# [WHAT THE EXERCISE ASKS]
All of the data, except its images, should be set down exactly as it appears.

(Records contained in a dataset)
——

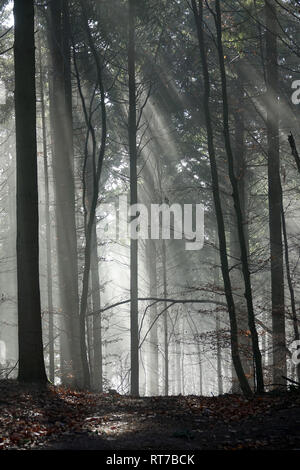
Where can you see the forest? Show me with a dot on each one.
(149, 225)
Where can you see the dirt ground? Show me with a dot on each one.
(61, 419)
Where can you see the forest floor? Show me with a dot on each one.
(58, 419)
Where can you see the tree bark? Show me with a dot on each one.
(63, 165)
(238, 209)
(276, 250)
(132, 131)
(31, 358)
(198, 15)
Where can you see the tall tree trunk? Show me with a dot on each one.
(276, 250)
(63, 164)
(153, 346)
(132, 131)
(238, 209)
(198, 15)
(48, 224)
(166, 323)
(31, 358)
(97, 327)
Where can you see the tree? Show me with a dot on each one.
(275, 200)
(31, 359)
(198, 15)
(132, 131)
(63, 171)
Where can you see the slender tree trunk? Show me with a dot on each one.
(165, 318)
(48, 224)
(132, 131)
(238, 209)
(198, 14)
(153, 346)
(275, 221)
(97, 327)
(63, 164)
(31, 358)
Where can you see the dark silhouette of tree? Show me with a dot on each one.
(31, 359)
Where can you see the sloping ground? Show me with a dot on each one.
(57, 418)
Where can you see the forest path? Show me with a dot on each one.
(58, 419)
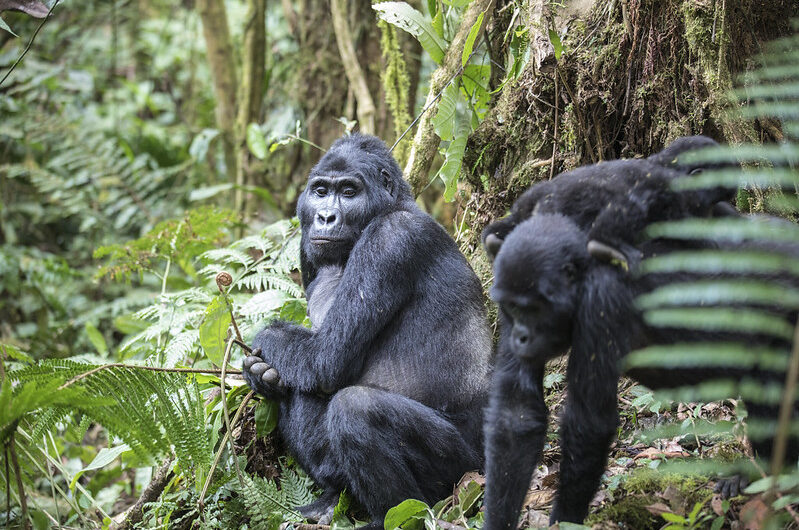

——

# [RESULT FOR THIS TASK]
Where can you see the forest? Show me with a dot on each one.
(149, 225)
Where can you see the dirt ground? Show me with a dot on each one.
(61, 419)
Where can you see the forest floor? Show me with a dot on each one.
(58, 419)
Where can you see the tree bark? Show me with a dot on each one.
(63, 165)
(238, 209)
(276, 250)
(132, 131)
(31, 358)
(198, 15)
Where can you see the tall tree trunk? Show me with a dot on each one.
(276, 250)
(63, 164)
(153, 346)
(132, 131)
(238, 209)
(198, 15)
(48, 224)
(166, 323)
(31, 358)
(97, 327)
Where can you see the tree? Show me with a dot on each one.
(275, 200)
(31, 359)
(198, 15)
(132, 131)
(63, 171)
Where can you see the slender tree trunk? Show me with a dot on each one.
(165, 318)
(48, 224)
(132, 131)
(238, 209)
(198, 14)
(153, 346)
(275, 221)
(97, 327)
(63, 164)
(31, 358)
Where can you see the dark silhouette of tree? Show me with a dot on each one.
(31, 359)
Where can you see the sloping ground? Show me with a dot on each one.
(57, 418)
Where can you see the forest path? Show me with a dot on each one.
(58, 419)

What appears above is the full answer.